[Stored dataset items]

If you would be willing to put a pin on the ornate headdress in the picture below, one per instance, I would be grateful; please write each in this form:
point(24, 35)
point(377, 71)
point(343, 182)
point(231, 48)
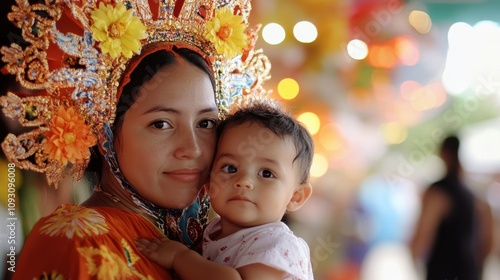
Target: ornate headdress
point(78, 53)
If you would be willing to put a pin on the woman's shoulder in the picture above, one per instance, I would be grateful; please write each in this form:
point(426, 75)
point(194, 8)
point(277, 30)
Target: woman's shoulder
point(82, 240)
point(76, 222)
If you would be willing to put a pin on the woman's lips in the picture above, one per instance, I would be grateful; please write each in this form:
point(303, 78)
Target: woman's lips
point(184, 175)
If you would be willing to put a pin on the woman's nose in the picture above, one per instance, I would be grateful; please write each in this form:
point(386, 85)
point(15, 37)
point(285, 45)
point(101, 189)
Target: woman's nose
point(188, 145)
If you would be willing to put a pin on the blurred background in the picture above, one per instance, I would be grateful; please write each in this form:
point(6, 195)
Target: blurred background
point(379, 84)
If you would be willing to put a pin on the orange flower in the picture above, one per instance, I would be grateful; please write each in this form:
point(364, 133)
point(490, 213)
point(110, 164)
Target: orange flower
point(69, 138)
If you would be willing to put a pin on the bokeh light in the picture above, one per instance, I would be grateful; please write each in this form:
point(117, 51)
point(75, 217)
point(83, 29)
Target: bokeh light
point(330, 138)
point(288, 88)
point(394, 132)
point(273, 33)
point(311, 121)
point(305, 32)
point(420, 20)
point(357, 49)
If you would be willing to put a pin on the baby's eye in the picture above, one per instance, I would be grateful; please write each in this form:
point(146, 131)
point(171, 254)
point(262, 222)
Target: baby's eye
point(229, 168)
point(266, 173)
point(161, 125)
point(209, 123)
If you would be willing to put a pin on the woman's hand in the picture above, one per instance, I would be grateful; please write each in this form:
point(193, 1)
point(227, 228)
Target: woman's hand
point(162, 251)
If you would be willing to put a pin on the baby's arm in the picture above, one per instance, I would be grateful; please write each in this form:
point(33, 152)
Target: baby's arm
point(190, 265)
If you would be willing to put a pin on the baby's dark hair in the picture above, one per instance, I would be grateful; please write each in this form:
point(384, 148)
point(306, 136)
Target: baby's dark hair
point(272, 117)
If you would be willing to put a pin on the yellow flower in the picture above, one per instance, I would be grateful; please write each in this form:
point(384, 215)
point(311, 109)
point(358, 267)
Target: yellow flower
point(118, 30)
point(227, 32)
point(69, 138)
point(105, 264)
point(69, 220)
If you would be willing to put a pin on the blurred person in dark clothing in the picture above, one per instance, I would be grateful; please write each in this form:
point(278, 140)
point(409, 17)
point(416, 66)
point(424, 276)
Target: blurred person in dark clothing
point(453, 235)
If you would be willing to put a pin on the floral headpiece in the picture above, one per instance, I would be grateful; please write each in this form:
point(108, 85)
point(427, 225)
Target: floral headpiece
point(78, 54)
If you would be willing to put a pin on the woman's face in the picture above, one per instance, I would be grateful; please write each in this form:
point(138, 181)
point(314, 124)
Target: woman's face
point(166, 143)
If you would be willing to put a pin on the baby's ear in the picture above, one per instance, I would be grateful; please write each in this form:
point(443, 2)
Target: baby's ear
point(300, 196)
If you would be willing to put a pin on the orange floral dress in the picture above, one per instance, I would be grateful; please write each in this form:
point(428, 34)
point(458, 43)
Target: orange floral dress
point(77, 242)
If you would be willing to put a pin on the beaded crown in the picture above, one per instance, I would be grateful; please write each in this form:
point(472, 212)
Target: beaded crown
point(76, 54)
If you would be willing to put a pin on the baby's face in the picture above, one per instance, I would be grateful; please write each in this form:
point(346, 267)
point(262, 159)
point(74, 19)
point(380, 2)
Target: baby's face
point(253, 176)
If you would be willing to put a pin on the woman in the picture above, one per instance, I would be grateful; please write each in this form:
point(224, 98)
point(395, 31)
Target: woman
point(149, 95)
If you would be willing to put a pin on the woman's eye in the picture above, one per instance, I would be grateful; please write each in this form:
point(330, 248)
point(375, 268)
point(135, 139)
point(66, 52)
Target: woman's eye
point(228, 168)
point(161, 125)
point(208, 124)
point(267, 173)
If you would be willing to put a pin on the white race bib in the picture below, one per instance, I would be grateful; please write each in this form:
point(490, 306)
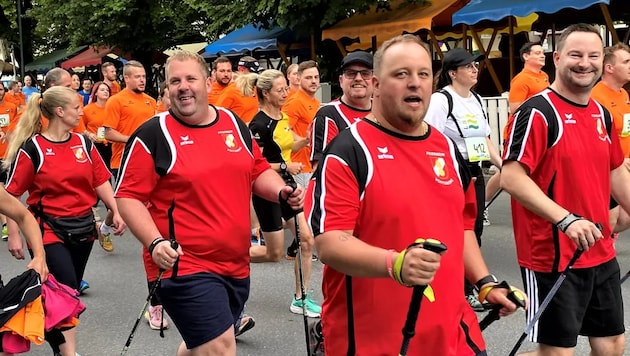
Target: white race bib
point(625, 129)
point(477, 148)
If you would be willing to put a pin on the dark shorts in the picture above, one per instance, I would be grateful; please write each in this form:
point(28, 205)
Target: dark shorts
point(203, 306)
point(588, 303)
point(268, 213)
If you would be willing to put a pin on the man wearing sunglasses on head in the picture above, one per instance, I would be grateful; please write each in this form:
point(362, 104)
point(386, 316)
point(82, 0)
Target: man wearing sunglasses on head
point(356, 102)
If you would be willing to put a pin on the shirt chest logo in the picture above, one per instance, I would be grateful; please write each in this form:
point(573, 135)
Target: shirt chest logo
point(79, 154)
point(440, 168)
point(230, 141)
point(384, 153)
point(185, 140)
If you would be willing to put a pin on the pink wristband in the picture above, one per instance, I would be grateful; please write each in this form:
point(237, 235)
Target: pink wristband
point(388, 262)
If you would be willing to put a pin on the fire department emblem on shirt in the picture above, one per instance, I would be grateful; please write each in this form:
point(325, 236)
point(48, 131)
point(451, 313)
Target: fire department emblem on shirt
point(601, 129)
point(79, 154)
point(230, 141)
point(440, 169)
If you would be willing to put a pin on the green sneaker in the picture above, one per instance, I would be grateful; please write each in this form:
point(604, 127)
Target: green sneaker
point(313, 310)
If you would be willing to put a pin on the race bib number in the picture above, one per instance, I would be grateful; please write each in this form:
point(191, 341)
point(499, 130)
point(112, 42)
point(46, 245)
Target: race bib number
point(4, 120)
point(477, 148)
point(625, 129)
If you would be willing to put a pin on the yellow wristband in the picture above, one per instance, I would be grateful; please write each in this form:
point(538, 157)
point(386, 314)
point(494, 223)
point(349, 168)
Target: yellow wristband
point(483, 293)
point(398, 267)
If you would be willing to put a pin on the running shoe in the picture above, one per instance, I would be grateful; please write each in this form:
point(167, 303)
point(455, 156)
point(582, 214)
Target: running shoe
point(154, 317)
point(486, 218)
point(83, 286)
point(245, 324)
point(105, 237)
point(313, 310)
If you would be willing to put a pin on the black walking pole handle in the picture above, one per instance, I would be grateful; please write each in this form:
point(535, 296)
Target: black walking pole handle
point(409, 330)
point(514, 295)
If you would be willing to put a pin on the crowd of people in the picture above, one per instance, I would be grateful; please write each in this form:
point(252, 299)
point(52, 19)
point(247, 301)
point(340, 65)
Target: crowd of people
point(395, 138)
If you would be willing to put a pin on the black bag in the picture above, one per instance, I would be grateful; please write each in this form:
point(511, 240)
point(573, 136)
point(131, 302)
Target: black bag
point(73, 230)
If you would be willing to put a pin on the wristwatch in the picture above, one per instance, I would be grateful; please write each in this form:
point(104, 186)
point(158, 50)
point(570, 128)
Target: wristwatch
point(487, 279)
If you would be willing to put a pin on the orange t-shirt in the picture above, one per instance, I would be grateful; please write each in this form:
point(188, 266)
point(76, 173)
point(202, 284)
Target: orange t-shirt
point(215, 92)
point(301, 109)
point(114, 88)
point(618, 103)
point(93, 117)
point(523, 86)
point(8, 120)
point(14, 99)
point(125, 112)
point(244, 107)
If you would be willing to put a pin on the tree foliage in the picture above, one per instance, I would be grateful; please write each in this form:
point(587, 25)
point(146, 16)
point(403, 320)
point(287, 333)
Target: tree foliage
point(131, 25)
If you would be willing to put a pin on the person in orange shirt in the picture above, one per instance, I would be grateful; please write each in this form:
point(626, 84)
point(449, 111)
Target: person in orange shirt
point(13, 95)
point(124, 113)
point(293, 79)
point(301, 109)
point(237, 97)
point(8, 115)
point(610, 93)
point(61, 77)
point(531, 80)
point(108, 69)
point(222, 68)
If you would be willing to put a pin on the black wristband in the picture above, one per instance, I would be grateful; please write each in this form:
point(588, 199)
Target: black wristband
point(563, 224)
point(487, 279)
point(155, 243)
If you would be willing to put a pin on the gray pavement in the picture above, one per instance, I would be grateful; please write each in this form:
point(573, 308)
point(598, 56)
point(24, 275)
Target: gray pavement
point(118, 291)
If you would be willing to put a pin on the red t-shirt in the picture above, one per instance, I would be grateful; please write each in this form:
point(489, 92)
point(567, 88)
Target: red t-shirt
point(573, 170)
point(391, 189)
point(64, 180)
point(329, 120)
point(207, 172)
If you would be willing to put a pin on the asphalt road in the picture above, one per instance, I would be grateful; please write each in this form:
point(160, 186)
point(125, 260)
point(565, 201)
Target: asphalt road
point(118, 291)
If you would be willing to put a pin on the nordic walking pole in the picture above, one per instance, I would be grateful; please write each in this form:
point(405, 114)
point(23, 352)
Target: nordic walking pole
point(494, 197)
point(546, 301)
point(409, 330)
point(174, 245)
point(514, 295)
point(288, 212)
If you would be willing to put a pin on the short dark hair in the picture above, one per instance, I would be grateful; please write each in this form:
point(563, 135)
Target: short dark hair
point(216, 62)
point(527, 48)
point(306, 65)
point(578, 27)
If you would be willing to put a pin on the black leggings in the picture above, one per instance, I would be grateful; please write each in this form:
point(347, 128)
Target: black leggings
point(67, 262)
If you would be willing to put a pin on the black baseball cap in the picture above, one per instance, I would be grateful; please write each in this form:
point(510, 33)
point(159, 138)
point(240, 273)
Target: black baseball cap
point(250, 63)
point(358, 57)
point(459, 57)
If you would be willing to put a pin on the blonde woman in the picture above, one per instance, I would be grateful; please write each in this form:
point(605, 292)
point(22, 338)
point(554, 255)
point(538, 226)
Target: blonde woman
point(63, 174)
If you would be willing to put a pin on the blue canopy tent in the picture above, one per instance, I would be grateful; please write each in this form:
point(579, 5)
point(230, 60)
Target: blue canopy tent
point(478, 11)
point(252, 38)
point(495, 10)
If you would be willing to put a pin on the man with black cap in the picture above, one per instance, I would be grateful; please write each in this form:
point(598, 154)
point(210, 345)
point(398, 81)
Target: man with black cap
point(457, 112)
point(356, 102)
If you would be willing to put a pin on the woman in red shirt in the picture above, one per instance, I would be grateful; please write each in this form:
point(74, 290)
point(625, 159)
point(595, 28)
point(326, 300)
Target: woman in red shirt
point(63, 174)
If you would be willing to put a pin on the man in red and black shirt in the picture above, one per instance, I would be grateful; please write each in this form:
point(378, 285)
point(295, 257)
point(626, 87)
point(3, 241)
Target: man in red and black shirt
point(562, 159)
point(356, 102)
point(169, 190)
point(383, 183)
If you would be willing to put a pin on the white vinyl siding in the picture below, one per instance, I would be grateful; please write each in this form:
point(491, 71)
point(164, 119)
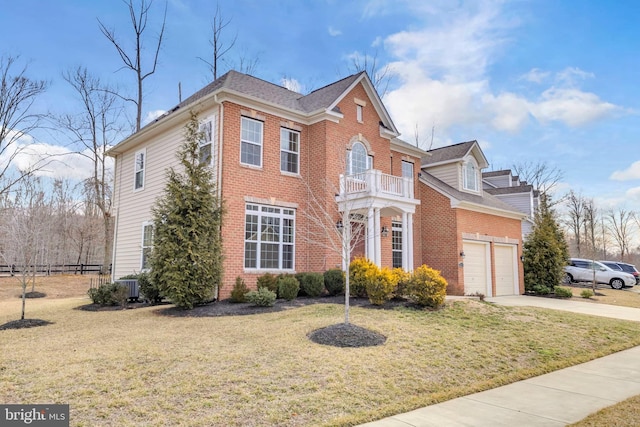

Exercise description
Rewrite the lines from the line with "the black walking" up to and including the line with "point(131, 25)", replacing "orange t-shirt" with "green t-shirt" everywhere it occurs and leaving everything else unchanged. Give only those lines.

Result of the task
If you would be willing to put a pin on the black walking pole handle in the picture above, one per instance, I would be grateful; please write each in this form:
point(535, 296)
Target: black walking pole handle
point(409, 330)
point(514, 295)
If you would be willing to put a pin on the crowd of people in the picture above, one per instance, I would be grateful; please write each in this form:
point(252, 299)
point(52, 19)
point(247, 301)
point(340, 65)
Target: crowd of people
point(395, 138)
If you would be willing to put a pin on the black bag in the picture above, one per instance, I would be grateful; please write each in this form:
point(511, 240)
point(573, 136)
point(131, 302)
Target: black bag
point(73, 230)
If you would be willing to put a pin on the wristwatch in the picture above, one per instance, I would be grateful; please write each in this form:
point(104, 186)
point(158, 50)
point(570, 128)
Target: wristwatch
point(487, 279)
If you would be willing to put a pin on the green t-shirt in the picture above, one per instance, I would be grateful; please write each in this form:
point(188, 266)
point(76, 173)
point(202, 284)
Target: green t-shirt
point(215, 92)
point(301, 109)
point(114, 88)
point(618, 103)
point(93, 117)
point(523, 86)
point(8, 120)
point(14, 99)
point(125, 112)
point(244, 107)
If you would be willing to put a pin on the tree foliage in the picture above, one per instance, I would be grateful; please write each in this form:
point(587, 25)
point(146, 16)
point(403, 320)
point(287, 333)
Target: tree foliage
point(131, 25)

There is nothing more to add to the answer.